[Source records]
........

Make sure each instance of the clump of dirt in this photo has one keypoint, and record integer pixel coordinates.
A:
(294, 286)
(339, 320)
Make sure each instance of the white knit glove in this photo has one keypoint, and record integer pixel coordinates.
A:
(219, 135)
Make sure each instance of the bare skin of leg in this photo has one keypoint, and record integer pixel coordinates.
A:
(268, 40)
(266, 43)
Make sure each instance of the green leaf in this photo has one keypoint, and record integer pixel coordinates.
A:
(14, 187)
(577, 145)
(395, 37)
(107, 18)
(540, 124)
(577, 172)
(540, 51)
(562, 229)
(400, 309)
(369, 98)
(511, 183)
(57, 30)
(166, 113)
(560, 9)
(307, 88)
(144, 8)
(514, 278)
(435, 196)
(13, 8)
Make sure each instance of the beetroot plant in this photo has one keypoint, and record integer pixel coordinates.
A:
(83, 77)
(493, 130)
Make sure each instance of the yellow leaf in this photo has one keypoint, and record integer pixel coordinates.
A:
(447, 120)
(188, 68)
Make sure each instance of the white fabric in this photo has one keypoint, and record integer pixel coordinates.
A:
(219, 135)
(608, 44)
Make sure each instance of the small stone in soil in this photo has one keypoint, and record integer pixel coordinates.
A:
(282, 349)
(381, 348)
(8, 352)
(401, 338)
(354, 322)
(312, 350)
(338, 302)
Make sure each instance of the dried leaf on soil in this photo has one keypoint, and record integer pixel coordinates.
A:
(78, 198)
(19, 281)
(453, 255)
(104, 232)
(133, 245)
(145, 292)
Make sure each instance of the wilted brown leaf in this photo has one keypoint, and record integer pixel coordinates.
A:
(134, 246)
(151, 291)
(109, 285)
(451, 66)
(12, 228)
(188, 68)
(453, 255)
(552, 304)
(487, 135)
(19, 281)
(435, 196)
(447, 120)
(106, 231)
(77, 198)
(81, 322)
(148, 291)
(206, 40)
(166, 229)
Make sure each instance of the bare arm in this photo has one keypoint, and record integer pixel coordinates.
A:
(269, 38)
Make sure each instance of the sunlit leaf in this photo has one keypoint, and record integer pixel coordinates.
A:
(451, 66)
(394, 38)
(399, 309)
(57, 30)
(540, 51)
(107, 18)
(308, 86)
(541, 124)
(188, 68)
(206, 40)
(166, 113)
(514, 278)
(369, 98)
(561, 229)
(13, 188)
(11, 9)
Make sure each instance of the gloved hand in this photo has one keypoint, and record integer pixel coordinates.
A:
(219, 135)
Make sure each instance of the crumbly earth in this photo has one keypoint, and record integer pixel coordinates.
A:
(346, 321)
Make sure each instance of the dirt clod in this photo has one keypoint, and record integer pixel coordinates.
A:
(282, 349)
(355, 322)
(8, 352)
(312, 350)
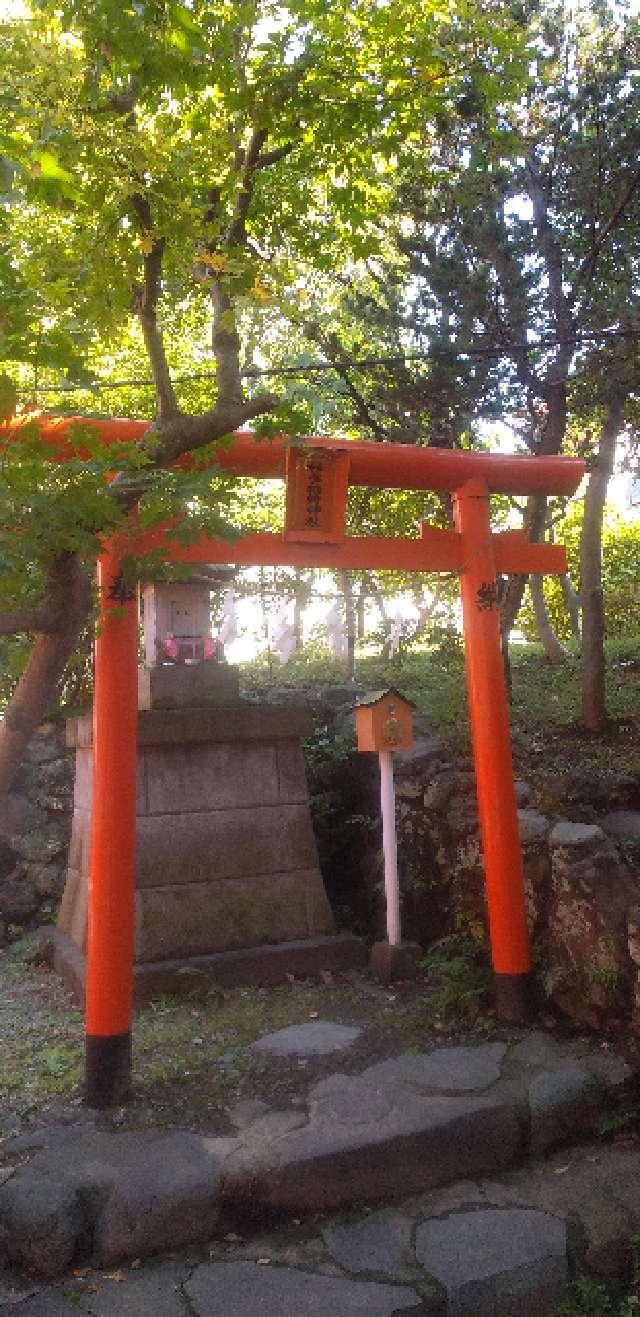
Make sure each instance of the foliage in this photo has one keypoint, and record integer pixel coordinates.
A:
(458, 976)
(620, 557)
(591, 1297)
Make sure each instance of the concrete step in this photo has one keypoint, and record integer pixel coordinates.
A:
(489, 1247)
(407, 1125)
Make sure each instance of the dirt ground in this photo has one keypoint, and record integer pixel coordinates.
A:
(194, 1058)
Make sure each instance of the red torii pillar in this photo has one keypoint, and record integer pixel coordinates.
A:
(491, 750)
(314, 535)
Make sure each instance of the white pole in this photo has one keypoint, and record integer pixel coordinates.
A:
(387, 798)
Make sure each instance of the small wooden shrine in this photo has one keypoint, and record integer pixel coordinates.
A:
(228, 885)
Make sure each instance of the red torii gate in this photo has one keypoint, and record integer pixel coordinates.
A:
(318, 473)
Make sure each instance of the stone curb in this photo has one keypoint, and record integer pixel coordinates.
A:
(408, 1125)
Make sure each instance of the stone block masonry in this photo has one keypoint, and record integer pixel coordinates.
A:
(225, 856)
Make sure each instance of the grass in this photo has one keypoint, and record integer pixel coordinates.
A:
(545, 703)
(192, 1056)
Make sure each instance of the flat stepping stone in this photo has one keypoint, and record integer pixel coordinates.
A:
(365, 1139)
(574, 834)
(149, 1290)
(497, 1262)
(132, 1193)
(246, 1290)
(316, 1038)
(533, 826)
(564, 1102)
(623, 825)
(454, 1070)
(379, 1243)
(40, 1305)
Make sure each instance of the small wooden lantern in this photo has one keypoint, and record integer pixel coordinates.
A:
(383, 722)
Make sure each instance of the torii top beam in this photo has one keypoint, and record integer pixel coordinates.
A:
(374, 465)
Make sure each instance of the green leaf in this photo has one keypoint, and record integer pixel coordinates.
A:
(8, 398)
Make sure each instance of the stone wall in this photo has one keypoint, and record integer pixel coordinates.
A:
(582, 876)
(581, 843)
(34, 831)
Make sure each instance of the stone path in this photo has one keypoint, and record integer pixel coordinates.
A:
(481, 1233)
(486, 1247)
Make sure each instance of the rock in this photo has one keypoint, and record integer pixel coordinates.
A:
(408, 790)
(494, 1262)
(623, 825)
(150, 1290)
(49, 879)
(533, 826)
(574, 834)
(248, 1112)
(41, 750)
(246, 1290)
(381, 1243)
(42, 844)
(128, 1193)
(564, 1102)
(316, 1038)
(524, 793)
(366, 1139)
(424, 751)
(40, 1305)
(535, 1051)
(19, 897)
(610, 1068)
(462, 815)
(440, 790)
(8, 858)
(456, 1070)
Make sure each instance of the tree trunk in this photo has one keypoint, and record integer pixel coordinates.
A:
(572, 603)
(70, 591)
(594, 711)
(360, 611)
(349, 624)
(553, 649)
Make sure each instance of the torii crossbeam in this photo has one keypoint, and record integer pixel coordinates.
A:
(318, 474)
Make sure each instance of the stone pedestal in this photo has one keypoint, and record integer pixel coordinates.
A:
(228, 885)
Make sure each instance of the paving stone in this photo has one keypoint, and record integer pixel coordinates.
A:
(245, 1290)
(624, 825)
(379, 1243)
(246, 1112)
(609, 1067)
(533, 1051)
(40, 1305)
(533, 826)
(594, 1184)
(460, 1070)
(315, 1038)
(152, 1290)
(564, 1102)
(494, 1262)
(574, 834)
(132, 1193)
(366, 1141)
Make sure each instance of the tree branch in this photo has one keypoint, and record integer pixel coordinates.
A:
(40, 618)
(146, 307)
(70, 599)
(590, 261)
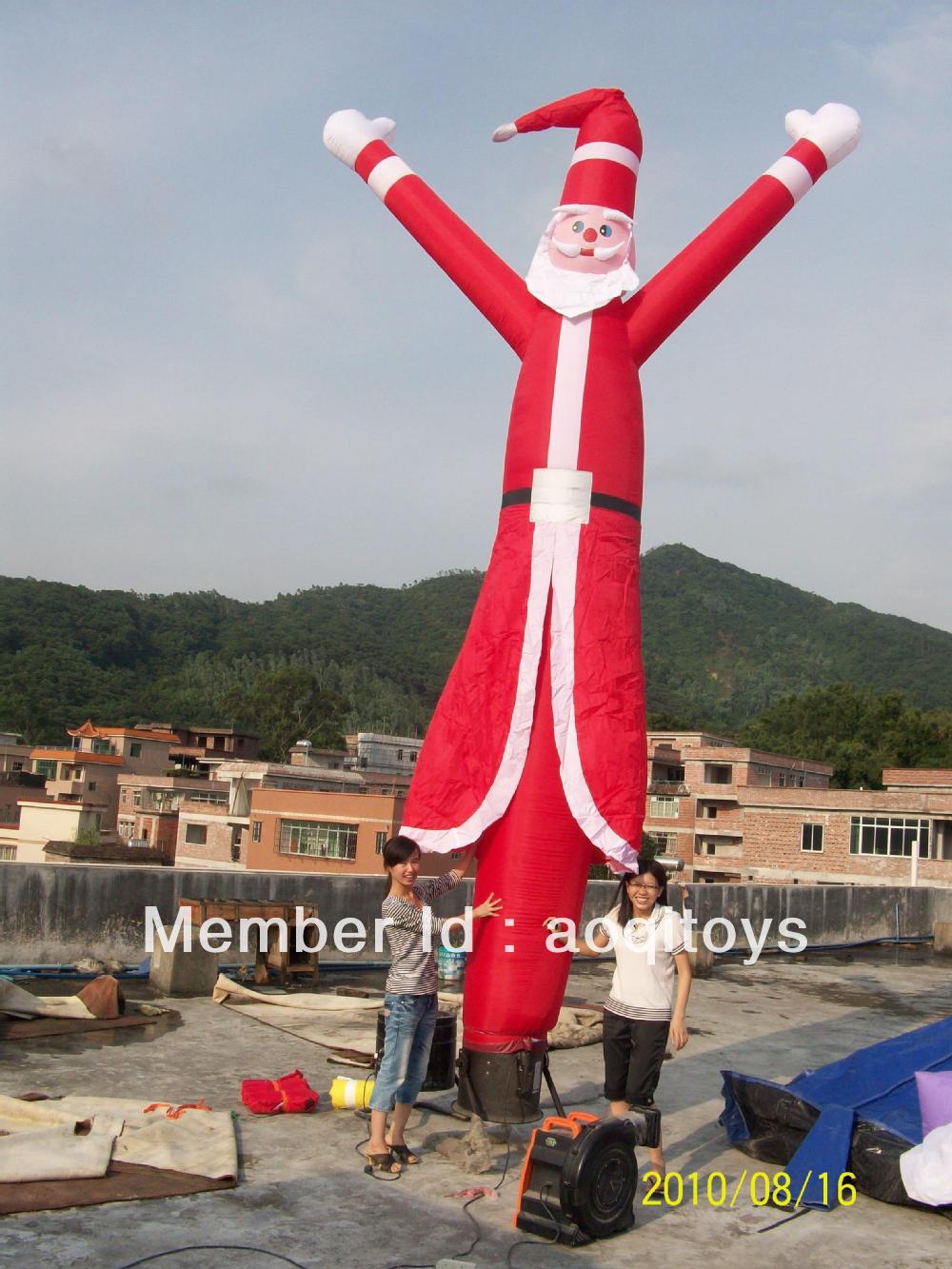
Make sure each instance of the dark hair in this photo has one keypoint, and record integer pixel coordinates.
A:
(651, 868)
(398, 850)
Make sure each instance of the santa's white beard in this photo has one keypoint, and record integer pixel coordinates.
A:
(573, 293)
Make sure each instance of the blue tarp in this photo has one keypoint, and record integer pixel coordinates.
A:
(875, 1085)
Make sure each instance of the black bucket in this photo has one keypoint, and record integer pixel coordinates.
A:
(501, 1088)
(441, 1073)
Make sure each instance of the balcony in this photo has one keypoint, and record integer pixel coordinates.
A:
(715, 793)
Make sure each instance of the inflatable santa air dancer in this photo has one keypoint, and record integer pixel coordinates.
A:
(537, 745)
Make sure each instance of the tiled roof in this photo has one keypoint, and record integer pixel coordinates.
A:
(78, 757)
(90, 730)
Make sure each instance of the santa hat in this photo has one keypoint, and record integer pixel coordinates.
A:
(607, 151)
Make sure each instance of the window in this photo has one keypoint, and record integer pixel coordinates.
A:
(879, 835)
(663, 807)
(811, 837)
(314, 838)
(664, 843)
(716, 773)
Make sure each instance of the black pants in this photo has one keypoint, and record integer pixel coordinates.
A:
(634, 1052)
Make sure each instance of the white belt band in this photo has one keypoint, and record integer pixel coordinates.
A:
(560, 496)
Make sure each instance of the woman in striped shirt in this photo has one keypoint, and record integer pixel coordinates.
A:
(643, 1010)
(410, 995)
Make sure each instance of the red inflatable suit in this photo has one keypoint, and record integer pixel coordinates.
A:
(537, 745)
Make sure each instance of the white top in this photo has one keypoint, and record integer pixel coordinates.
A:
(643, 986)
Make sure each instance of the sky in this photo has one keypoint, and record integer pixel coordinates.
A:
(227, 367)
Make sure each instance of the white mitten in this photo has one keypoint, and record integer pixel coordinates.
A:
(834, 129)
(347, 132)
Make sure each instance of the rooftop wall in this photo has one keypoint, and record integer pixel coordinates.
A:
(56, 913)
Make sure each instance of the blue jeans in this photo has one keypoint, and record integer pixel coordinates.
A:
(407, 1050)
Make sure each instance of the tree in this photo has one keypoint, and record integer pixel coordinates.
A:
(284, 705)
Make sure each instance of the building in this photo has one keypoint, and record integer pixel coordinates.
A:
(74, 777)
(14, 754)
(373, 751)
(902, 834)
(213, 827)
(44, 820)
(693, 784)
(339, 833)
(140, 749)
(17, 787)
(149, 807)
(200, 750)
(735, 814)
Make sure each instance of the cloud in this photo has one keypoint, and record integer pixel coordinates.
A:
(916, 61)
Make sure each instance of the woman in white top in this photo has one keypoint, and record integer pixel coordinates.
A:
(644, 1010)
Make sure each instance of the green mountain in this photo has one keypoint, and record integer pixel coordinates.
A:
(722, 646)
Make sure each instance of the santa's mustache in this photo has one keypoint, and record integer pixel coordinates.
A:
(601, 252)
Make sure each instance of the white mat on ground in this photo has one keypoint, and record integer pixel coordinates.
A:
(228, 990)
(17, 1002)
(927, 1168)
(44, 1142)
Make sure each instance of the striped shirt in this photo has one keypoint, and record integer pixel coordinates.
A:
(413, 970)
(643, 987)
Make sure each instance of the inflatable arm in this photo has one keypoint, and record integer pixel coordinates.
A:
(494, 288)
(821, 141)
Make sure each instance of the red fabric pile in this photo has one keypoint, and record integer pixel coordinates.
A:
(291, 1094)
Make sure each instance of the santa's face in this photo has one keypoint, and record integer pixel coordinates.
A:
(589, 243)
(585, 259)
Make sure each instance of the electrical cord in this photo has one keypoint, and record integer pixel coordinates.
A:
(466, 1207)
(212, 1246)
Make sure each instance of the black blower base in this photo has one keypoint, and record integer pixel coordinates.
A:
(579, 1180)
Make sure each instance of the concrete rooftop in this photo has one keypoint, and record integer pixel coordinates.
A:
(304, 1196)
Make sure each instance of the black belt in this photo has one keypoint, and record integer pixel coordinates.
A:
(607, 502)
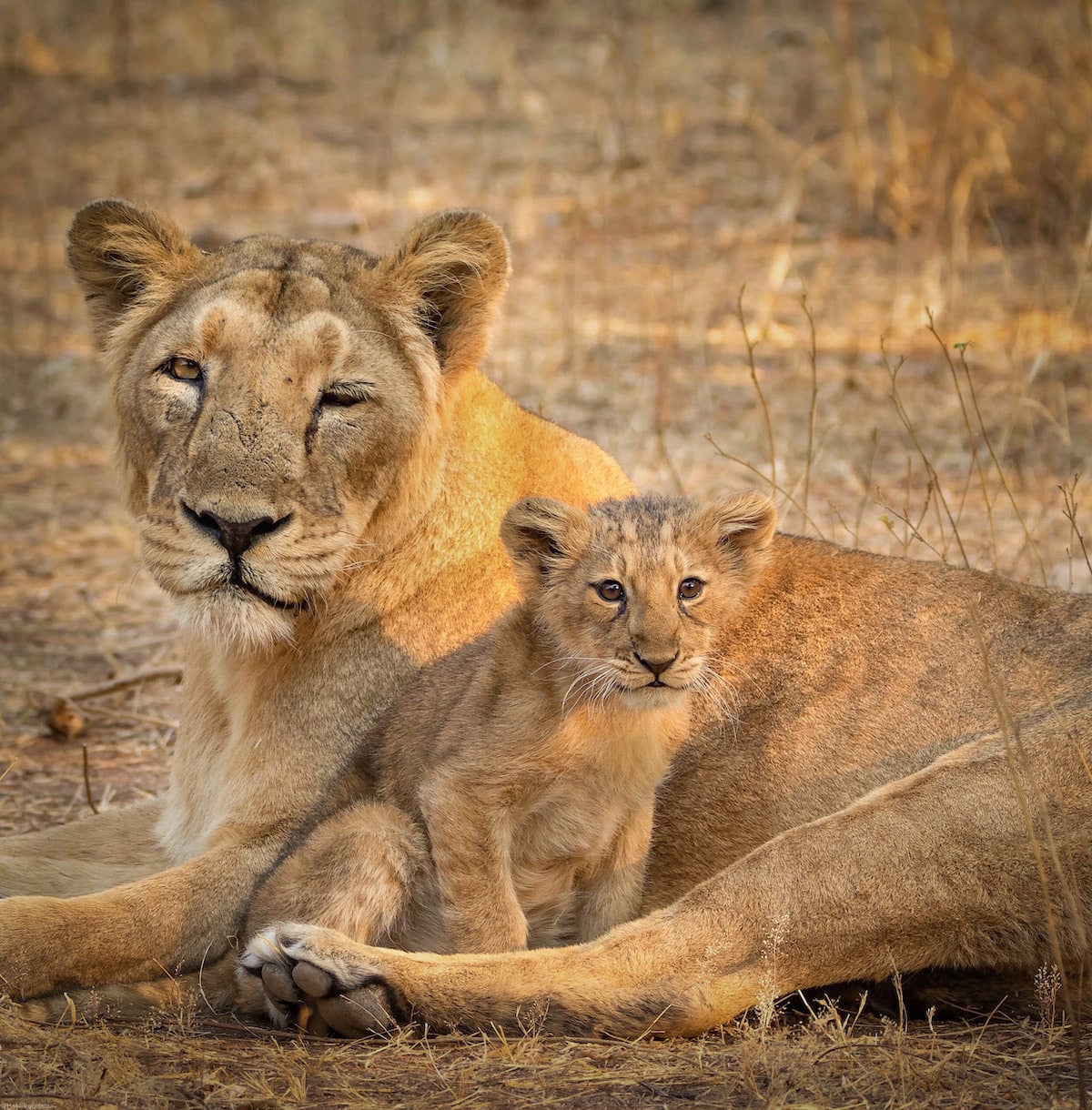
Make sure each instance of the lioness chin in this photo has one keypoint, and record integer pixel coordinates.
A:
(318, 472)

........

Print once more, exactly, the lines from the one with "Make sure each instance of the tree in" through the last line of the data, both ends included, without any pictures.

### [WRITTEN SOLUTION]
Make sure each instance of the tree in this photo has one keypoint, and record integer pixel coordinates.
A:
(284, 705)
Make sure each instance of the building in this photo has one keypoint, and record integer pixel coordinates.
A:
(74, 777)
(14, 754)
(373, 751)
(902, 834)
(213, 827)
(44, 820)
(693, 784)
(339, 833)
(140, 749)
(17, 787)
(149, 807)
(200, 750)
(735, 814)
Make sure each instance of the cloud in this photo has one keypoint, and record integer pixel coordinates.
A:
(916, 61)
Make sure each instance of the woman in white top in this photo has one keypoint, and record integer pixel coordinates.
A:
(644, 1010)
Make sure each instance of the green mountain in this photo has one keypoint, and record integer pixel coordinates.
A:
(722, 646)
Make sure each instance of the santa's mustache in this photo has one keypoint, and record integer pixel coordinates.
A:
(601, 252)
Make sure each instance of the white mat on ground in this photo has one keypoint, and record integer pixel coordinates.
A:
(228, 990)
(17, 1002)
(927, 1168)
(44, 1142)
Make sure each instance of the striped shirt in this photo has one keypoint, and record integer pixel coordinates.
A:
(413, 970)
(643, 987)
Make sure each instance of the inflatable arm in this photo has one keypoint, and record integer pixel coordinates.
A:
(494, 288)
(821, 141)
Make sure each instance of the red fabric pile in this photo has one keypoint, and record integer pixel coordinates.
A:
(291, 1094)
Make sure each instance of the santa's face in this photo has one keypoint, and record integer pixel coordinates.
A:
(589, 243)
(585, 259)
Make sure each instance of the electrical cord in this photo has one keypoint, and record integer pixel coordinates.
A:
(466, 1207)
(212, 1246)
Make sure each instance of the black blower base in this photo has one keypoint, and record integer pixel coordinates.
A:
(579, 1180)
Make sure each instance of the concrete rooftop in this photo has one keypoint, and record integer pixel coordinates.
A:
(304, 1196)
Make sure each instance of the black belt in this photo has one keypoint, and record integer pixel coordinates.
A:
(607, 502)
Make sure each instance of the lioness chin in this photo has one keypoint, and record integer pixel coordinates.
A:
(318, 472)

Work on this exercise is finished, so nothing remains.